Passage for review.
My money mistake: ESPP
I am in the fortunate position of having an employee stock purchase plan (ESPP) available to me. The popular advice is to wait for the buy, then turn around and sell. I always told myself I would follow this advice. I didn’t. Here is what I should have done.
- 2 July: Let the ESPP execute: buy $6,867.72 ÷ ($87.04 × 85%)1 = 92 stocks ($6,806.528)
- 6 July: Sell stocks at opening price 92 × $88.47 = $8,139.24
- 7 July: Buy S&P 500 ETFs (VOO) at opening price $8,139.24 ÷ $289.67 = 28
On 6 July, I thought “I don’t need this money right now. Why not try to sell for more? The stock was $100 before COVID. I could sell for somewhere a little below that. I don’t even mind if I have to wait until the end of the year, because I don’t need this money right now." I thought some time before the end of the year, that I would sell my shares at $96.71 ($8,897.32). I planned to profit an additional $750 for being patient.
Back in July, I still had student loans, so my plan was to finish paying them off in order to reduce my monthly costs. Increase my cash flow, you know?
It is September now, and I have paid off those student loans. I have different ideas on what to do with the money. I would probably buy VOO.

Source data.
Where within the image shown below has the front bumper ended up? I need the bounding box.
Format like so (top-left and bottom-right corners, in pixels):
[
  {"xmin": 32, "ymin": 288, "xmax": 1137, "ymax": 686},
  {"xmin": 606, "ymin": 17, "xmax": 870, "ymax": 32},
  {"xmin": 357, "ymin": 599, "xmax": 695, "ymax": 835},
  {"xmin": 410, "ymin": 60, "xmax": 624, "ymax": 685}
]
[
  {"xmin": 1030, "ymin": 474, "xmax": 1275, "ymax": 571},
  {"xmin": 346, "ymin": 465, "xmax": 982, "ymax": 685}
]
---
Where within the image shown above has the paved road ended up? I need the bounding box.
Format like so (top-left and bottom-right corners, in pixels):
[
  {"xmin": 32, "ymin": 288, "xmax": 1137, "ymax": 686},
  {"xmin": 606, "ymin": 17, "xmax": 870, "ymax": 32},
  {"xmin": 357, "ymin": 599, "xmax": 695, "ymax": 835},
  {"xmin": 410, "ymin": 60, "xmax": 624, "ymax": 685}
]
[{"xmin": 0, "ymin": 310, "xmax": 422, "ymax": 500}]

What you will do.
1. In the ESPP post, rewrite the paragraph beginning "On 6 July, I thought" as a shorter paragraph that keeps its main facts.
2. Write the next part of the ESPP post, continuing from its final sentence.

Answers to the tasks.
1. On 6 July, I decided not to sell because I didn't need the money right away. The stock had been $100 before COVID, so I figured I could sell a little below that, even if it took until the end of the year. I planned to sell my shares at $96.71 ($8,897.32) before year's end and make an additional $750 for being patient.

2.
So how much did I lose? It’s 4 September and the S&P 500 has done well since July. Yesterday it was up by nearly 15% since 7 July. It dipped today, but is still up by 10.7%. Meanwhile, my company stock was up 2.2% yesterday. It also dipped today, and is down by 3.7% since 7 July.
If I sold today or Tuesday, then I would still be ahead (thank you 15% discount). What bothers me more is missing out on the S&P 500 growth.
Since I had this realization yesterday, let’s say I sold my company stock yesterday, 92 × 88.86 = $8,155.80. I profit only $16.56 more than if I sold in July. If I followed my original plan (and bought VOO instead of paying off student loans), then my VOO shares would be worth 27 × $314.60 = $8,808.80. Compare that to my gamble: $8,897.32. You might think “Having VOO today would be worth less than if you waited to sell your company stock," but by that time the S&P 500 would most likely also have grown. And who knows by how much more.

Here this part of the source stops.